Jeannette Gurung of WOCAN highlights some of the gender differentiated impacts of REDD.
While REDD presents opportunities for positive social outcomes, it also brings risks of serious negative outcomes. The current discussions on REDD mechanisms and impacts have paid little attention to the gender differentiated impacts of REDD, in terms of the increased vulnerability of rural women to its negative consequences and the opportunities that REDD presents for women. There are a number of concerns here that relate to the different roles, responsibilities and rights of women’s and men’s use of forest resources. Three of the main issues are:
1. Women as farmers: Due to existing gender roles that are defined by cultural norms and practices and women’s primary responsibilities for food production/ preparation and household care, women’s roles in forest management are usually limited to those of subsistence needs for fuelwood, medicinal products, fodder for livestock, and selling small quantities of fuelwood in local markets while men’s roles are more likely to be linked to timber and NTFP extraction for commercial purposes. Women’s greater responsibilities for crop and food production in most of the developing world render them more susceptible to the impacts of climate change, such as declining water supplies and increasing pest outbreaks.

**REQUIREMENT**: In the passage on the gender impacts of REDD, what are men's roles in forest management more likely to be linked to?

**Dataset entries**:

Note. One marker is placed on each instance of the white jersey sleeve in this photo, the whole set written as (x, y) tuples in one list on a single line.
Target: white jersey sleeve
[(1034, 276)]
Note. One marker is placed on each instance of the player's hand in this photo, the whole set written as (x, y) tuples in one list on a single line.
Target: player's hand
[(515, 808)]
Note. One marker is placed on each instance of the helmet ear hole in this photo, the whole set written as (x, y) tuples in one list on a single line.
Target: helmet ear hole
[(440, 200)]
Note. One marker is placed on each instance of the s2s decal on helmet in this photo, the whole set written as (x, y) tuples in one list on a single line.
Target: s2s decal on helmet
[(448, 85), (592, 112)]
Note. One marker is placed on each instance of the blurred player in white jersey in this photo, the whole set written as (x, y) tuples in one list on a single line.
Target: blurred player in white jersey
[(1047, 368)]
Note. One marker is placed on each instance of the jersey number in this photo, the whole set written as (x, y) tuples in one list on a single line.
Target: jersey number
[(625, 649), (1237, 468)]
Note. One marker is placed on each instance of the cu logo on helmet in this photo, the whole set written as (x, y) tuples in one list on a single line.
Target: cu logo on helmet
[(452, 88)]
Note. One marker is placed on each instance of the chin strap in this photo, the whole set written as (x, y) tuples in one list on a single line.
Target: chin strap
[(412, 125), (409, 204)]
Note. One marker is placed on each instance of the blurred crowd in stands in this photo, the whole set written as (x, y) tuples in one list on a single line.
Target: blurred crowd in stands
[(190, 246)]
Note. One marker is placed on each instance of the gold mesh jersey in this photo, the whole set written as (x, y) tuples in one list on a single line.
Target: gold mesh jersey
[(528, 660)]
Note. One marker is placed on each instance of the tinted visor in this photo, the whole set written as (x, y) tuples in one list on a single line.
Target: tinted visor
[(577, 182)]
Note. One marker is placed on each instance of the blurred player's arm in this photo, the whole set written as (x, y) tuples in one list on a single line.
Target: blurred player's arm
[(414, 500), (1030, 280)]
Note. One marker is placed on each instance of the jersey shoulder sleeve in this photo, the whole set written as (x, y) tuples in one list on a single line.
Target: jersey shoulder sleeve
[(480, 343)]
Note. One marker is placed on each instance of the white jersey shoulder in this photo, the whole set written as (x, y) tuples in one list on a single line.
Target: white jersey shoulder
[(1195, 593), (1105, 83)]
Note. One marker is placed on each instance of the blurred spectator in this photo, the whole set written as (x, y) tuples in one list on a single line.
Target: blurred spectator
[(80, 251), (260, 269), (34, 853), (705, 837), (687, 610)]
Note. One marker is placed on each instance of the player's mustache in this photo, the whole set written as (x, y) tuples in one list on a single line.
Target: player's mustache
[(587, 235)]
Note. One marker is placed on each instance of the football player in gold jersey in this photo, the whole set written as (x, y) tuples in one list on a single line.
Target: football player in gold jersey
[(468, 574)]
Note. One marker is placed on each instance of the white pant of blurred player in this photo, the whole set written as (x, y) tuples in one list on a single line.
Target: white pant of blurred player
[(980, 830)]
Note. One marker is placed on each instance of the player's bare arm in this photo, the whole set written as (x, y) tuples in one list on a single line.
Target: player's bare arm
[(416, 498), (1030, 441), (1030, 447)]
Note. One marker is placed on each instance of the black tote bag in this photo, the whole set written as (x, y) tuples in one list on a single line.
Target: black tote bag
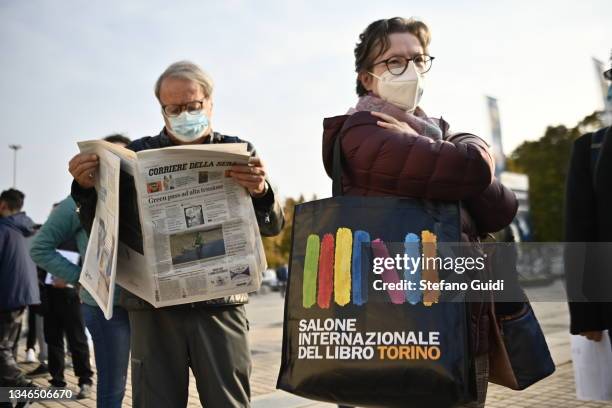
[(346, 341)]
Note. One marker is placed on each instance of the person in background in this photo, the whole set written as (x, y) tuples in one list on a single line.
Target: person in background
[(588, 219), (35, 329), (62, 317), (210, 337), (392, 148), (18, 283), (111, 338)]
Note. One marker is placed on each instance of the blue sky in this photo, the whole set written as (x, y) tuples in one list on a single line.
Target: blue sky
[(74, 70)]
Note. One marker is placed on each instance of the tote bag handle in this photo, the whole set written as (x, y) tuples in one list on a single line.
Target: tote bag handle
[(337, 168)]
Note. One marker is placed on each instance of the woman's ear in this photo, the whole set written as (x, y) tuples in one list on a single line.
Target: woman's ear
[(366, 80)]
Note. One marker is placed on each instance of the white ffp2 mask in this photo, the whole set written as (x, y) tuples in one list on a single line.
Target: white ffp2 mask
[(403, 91)]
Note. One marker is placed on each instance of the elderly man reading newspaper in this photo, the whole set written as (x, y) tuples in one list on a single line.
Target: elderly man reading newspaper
[(186, 235)]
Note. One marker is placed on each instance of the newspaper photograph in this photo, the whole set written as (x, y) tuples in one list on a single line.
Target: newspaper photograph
[(99, 266)]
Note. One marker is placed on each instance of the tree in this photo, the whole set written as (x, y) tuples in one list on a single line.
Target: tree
[(545, 161)]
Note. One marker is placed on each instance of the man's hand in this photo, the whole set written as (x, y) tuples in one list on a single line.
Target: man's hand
[(389, 122), (593, 335), (252, 176), (83, 168)]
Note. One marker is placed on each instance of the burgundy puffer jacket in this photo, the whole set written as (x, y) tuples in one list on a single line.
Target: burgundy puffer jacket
[(380, 162)]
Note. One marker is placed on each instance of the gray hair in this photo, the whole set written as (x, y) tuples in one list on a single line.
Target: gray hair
[(186, 70)]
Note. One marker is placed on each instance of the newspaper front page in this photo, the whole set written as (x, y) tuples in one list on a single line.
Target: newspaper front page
[(199, 225), (99, 266), (187, 232)]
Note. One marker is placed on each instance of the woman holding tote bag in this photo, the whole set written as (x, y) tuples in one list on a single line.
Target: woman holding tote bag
[(390, 147)]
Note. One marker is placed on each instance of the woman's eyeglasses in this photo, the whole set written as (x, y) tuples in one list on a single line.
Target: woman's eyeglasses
[(398, 65)]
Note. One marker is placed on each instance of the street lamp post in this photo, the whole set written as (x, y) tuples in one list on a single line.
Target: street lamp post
[(15, 148)]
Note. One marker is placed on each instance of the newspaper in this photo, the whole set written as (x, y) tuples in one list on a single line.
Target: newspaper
[(99, 266), (186, 232)]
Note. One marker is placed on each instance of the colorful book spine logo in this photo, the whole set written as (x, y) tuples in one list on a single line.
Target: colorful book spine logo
[(339, 267)]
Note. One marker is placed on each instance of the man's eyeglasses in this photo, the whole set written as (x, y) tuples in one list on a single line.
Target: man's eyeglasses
[(398, 65), (175, 110)]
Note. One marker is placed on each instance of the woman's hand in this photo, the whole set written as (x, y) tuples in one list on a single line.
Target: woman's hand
[(83, 168), (252, 176), (389, 122)]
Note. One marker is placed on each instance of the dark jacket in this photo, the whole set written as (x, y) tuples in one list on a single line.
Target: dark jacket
[(18, 277), (268, 210), (588, 218), (379, 162)]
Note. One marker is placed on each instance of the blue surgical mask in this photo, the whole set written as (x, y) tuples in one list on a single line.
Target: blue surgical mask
[(188, 127)]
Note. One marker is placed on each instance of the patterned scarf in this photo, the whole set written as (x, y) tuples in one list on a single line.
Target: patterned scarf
[(417, 120)]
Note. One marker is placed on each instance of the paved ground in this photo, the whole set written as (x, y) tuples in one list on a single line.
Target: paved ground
[(265, 315)]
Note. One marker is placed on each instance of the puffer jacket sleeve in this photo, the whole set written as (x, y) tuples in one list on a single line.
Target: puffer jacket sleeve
[(387, 162), (493, 209)]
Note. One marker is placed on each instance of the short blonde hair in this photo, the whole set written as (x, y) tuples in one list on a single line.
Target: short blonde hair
[(189, 71), (374, 42)]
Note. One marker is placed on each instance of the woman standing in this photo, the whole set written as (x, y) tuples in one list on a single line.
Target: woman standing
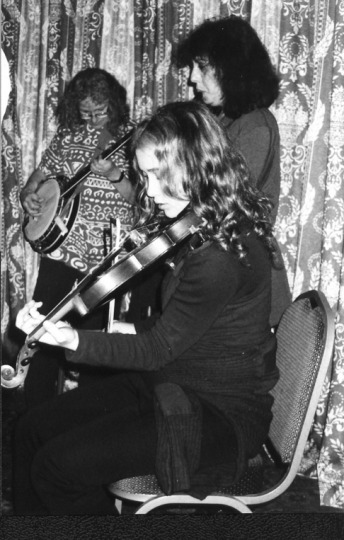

**RESPONSE AREA**: Men's roles are more likely to be linked to timber and NTFP extraction for commercial purposes.